Collected data entries:
*-*-*

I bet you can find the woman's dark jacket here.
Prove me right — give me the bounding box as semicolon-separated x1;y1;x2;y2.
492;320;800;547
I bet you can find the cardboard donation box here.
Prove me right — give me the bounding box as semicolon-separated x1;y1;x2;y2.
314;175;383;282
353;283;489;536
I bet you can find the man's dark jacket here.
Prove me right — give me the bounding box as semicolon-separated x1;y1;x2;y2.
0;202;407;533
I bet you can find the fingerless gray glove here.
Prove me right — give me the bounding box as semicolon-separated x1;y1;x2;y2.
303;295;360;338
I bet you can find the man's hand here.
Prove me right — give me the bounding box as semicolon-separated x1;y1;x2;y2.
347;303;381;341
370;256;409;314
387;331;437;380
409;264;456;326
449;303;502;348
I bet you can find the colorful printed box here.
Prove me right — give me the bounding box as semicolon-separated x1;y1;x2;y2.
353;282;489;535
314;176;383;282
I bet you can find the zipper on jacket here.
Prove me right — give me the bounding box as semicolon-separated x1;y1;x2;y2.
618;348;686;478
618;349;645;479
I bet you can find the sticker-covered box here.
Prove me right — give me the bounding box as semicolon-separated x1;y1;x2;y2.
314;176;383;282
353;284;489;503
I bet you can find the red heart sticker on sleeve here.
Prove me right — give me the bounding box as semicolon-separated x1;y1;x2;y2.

*-*-*

_Work instructions_
Copy every line of the data that holds the string "here".

_Response to the task_
I bet you can find the woman's dark jacket here.
I bet you can find the cardboard donation box here.
I bet you can find the man's dark jacket here.
I bet you can find the fingerless gray glove here.
I bet you can find the man's hand here.
I bet you can find the colorful printed box here.
I bet you can find the zipper on jacket here.
I bet you can find the sticker-covered box here.
I bet you can find the red heart sticker on sleeve here.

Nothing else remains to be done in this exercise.